(Stated exercise):
Please copy out all of the items below word for word, leaving out the pictures.

(Point labeling items)
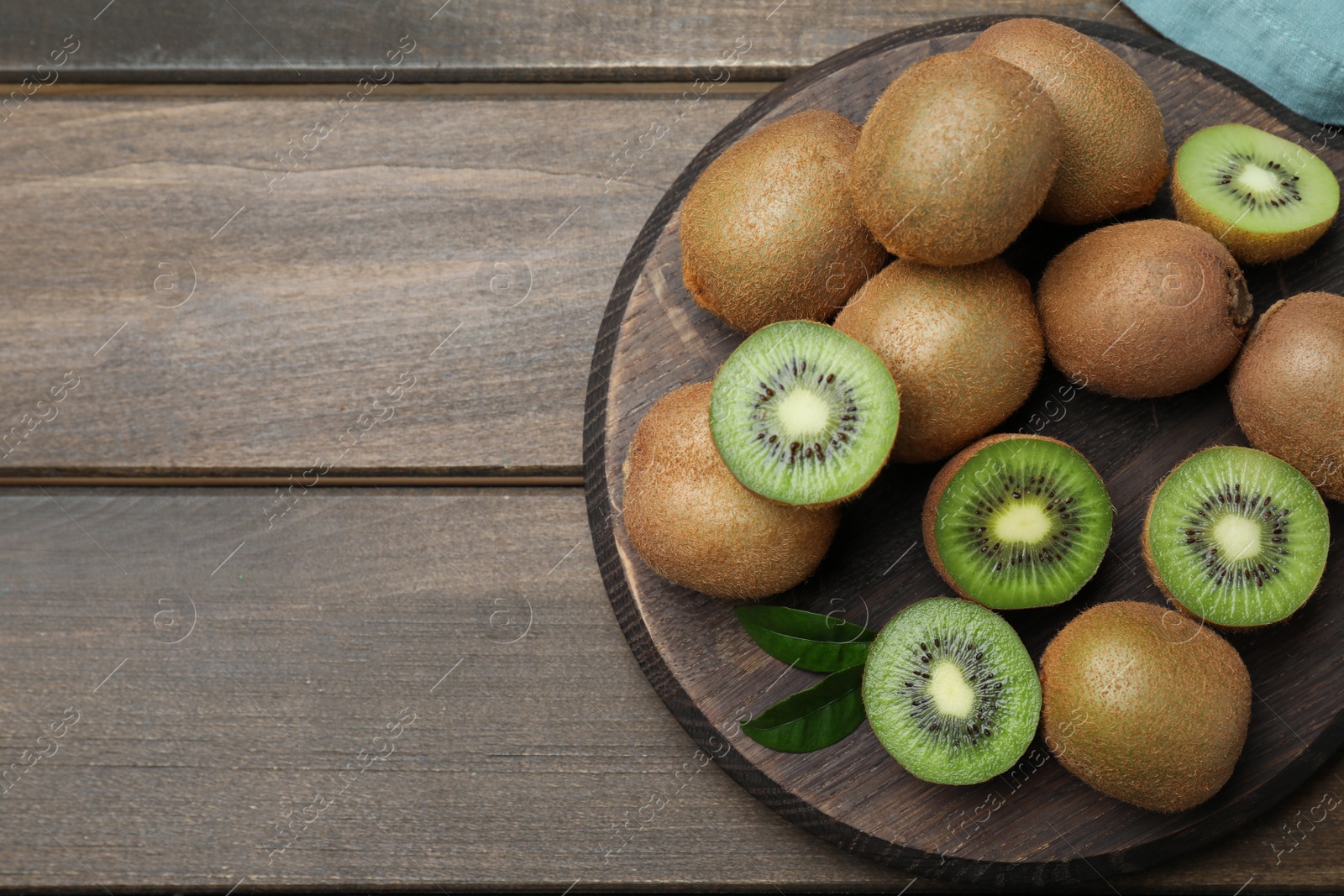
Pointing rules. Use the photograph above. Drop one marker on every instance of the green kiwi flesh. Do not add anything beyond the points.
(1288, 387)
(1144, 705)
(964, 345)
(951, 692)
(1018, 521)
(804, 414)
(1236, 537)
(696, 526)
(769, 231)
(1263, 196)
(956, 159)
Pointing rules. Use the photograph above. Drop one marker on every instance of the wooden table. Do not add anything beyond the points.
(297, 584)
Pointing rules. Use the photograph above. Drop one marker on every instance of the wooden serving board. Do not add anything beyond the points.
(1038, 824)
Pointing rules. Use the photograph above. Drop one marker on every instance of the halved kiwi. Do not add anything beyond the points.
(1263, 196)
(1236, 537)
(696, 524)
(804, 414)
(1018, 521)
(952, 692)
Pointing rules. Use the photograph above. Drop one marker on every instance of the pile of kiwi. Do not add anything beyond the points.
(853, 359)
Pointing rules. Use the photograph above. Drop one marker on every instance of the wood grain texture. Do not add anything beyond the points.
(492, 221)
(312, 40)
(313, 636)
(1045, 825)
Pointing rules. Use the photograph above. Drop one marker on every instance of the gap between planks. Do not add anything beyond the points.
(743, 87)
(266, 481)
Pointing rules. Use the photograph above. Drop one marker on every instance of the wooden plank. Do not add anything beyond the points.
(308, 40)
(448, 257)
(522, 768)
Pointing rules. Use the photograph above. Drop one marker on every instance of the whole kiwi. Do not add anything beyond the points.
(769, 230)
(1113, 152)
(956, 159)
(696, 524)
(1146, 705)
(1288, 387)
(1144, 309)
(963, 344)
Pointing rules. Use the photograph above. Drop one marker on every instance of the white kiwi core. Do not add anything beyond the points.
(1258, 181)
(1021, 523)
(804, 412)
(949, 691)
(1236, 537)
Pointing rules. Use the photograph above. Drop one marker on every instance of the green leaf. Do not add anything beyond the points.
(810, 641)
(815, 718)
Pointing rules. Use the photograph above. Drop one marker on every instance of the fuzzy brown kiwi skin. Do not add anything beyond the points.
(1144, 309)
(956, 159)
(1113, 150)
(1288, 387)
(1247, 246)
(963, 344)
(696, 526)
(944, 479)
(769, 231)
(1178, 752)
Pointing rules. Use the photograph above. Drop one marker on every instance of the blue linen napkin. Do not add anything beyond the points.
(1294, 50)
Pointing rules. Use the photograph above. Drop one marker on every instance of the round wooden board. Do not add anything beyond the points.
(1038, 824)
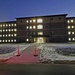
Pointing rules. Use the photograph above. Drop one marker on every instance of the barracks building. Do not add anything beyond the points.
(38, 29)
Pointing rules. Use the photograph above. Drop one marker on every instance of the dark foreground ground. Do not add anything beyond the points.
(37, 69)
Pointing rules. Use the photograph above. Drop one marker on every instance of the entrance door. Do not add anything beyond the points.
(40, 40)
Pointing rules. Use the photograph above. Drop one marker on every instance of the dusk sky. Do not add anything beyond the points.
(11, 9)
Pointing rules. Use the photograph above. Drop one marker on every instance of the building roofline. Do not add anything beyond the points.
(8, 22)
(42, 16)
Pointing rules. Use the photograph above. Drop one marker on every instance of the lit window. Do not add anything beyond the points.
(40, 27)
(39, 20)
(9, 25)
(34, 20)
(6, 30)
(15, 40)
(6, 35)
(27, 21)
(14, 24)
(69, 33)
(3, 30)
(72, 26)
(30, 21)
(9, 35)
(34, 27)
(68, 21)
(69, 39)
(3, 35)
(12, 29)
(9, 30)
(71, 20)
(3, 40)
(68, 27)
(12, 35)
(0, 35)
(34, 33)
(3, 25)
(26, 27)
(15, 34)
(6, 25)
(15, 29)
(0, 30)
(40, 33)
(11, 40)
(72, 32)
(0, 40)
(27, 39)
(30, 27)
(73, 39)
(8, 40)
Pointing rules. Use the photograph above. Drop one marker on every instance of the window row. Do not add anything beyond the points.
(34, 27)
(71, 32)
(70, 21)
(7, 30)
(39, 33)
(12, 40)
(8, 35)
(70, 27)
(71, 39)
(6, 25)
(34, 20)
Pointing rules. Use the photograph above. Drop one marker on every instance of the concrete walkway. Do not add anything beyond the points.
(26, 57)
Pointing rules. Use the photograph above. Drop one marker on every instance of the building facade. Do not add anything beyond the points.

(Solution to this task):
Pointing rules. Use the photograph above. Drop one marker on every instance of the green kiwi flesh. Do not add anything beyond the points.
(1288, 387)
(1144, 705)
(964, 345)
(951, 692)
(1018, 521)
(804, 414)
(1236, 537)
(696, 526)
(769, 231)
(1263, 196)
(956, 159)
Pointing rules. Use the photograph above. Drop one marker on every instance of the wooden table. Do not add anything beyond the points.
(297, 584)
Pointing rules. Use the photograph above. Drop one marker on every instance of the wooden serving board. Do not add anything beyond the points.
(1038, 824)
Pointing rules. Use the photograph above. Drop one marker on every instance of the halved kiwi. Do not add anything beyond the points.
(1263, 196)
(1236, 537)
(696, 524)
(804, 414)
(1018, 521)
(952, 692)
Pointing rules. Use the photograph above. Drop one marker on every instance of the pile of kiwi. Do not add anything beyond the points.
(853, 359)
Pointing rules. Use the photograph above. Drop one marker on every instance of the wood grain texture. Do not add anything beyond the points.
(492, 221)
(312, 40)
(313, 636)
(1045, 825)
Pointing rules. Use the photograph above. Drop one marker on every instance of the gap between planks. Do not add anything beyond the points.
(743, 87)
(266, 481)
Pointing rules. Use the photograph above. Drop one marker on every instance of the wooden plank. Do not add anything beyond the points.
(308, 40)
(448, 257)
(522, 768)
Pointing rules. Use the photograph above. Drop one marker on every instance of the whole kiwi. Do not add anything beyond the points.
(769, 230)
(1113, 152)
(956, 159)
(696, 524)
(1146, 705)
(1288, 387)
(1144, 309)
(963, 344)
Pointing rules. Use the photograph above. Drop one marker on every instance of the white kiwi core. Do not add anything beyond the points.
(1258, 181)
(1021, 523)
(804, 412)
(949, 691)
(1236, 537)
Pointing rules. Use the photograph above. Drop one marker on every instance of the green leaf. Do not add anything beyond the points.
(810, 641)
(815, 718)
Pointing rules. Use the photograph above. Drop one marker on every instance of the fuzzy brown kiwi skin. Do not add anything beyond the points.
(1144, 309)
(956, 159)
(1113, 150)
(1288, 387)
(1247, 246)
(963, 344)
(696, 526)
(944, 479)
(769, 231)
(1178, 752)
Pointing rules. Use the photograph above. Drop one marker on every instance of the blue linen napkin. Do not add anything beyond the points.
(1294, 50)
Pointing rules. Use the photograph above. Drop one marker on every instance of the round wooden board. Do not add anything beyond the points.
(1038, 824)
Pointing rules. Use the photograph above. Drop one marker on every instance of the barracks building. Do not add anything beyond the points.
(38, 29)
Pointing rules. Use the photograph above. Drop one marker on every instance of the dark foreground ground. Do not add anything beyond the points.
(37, 69)
Pointing rules. Use the photograph above. Drop one marker on every instance of the entrance door. Do not add anything beyond the points.
(40, 40)
Pointing rules. Use the photograph above. Drop one marker on every instance of the dusk sky. Do not add anything beyond the points.
(11, 9)
Pointing rules. Use the photograph above. Drop one marker on every instance of the building roofline. Do not add anything beyond the points.
(8, 22)
(42, 16)
Pointing rules. Use the photograph above. Drop one marker on every instance of the lit window. Do not add anything beyond the points.
(40, 27)
(39, 20)
(9, 25)
(34, 20)
(6, 30)
(15, 40)
(6, 35)
(27, 21)
(14, 24)
(69, 33)
(3, 30)
(72, 26)
(30, 21)
(9, 35)
(34, 27)
(68, 21)
(69, 39)
(3, 35)
(12, 29)
(9, 30)
(71, 20)
(3, 40)
(68, 27)
(12, 35)
(0, 35)
(34, 33)
(3, 25)
(26, 27)
(15, 34)
(6, 25)
(15, 29)
(0, 30)
(40, 33)
(11, 40)
(72, 32)
(0, 40)
(27, 39)
(30, 27)
(73, 39)
(8, 40)
Pointing rules. Use the photograph above. Drop one marker on every instance of the window row. Do not add anything beyond the points.
(34, 27)
(71, 32)
(70, 21)
(7, 30)
(39, 33)
(12, 40)
(8, 35)
(70, 27)
(71, 39)
(6, 25)
(34, 20)
Pointing rules. Use the photograph above. Drop one marker on every instance of the concrete walkway. Do not add anything beyond the points.
(26, 57)
Pointing rules. Use the photograph above. Drop one marker on every instance of the building facade. Do not add anything beyond the points.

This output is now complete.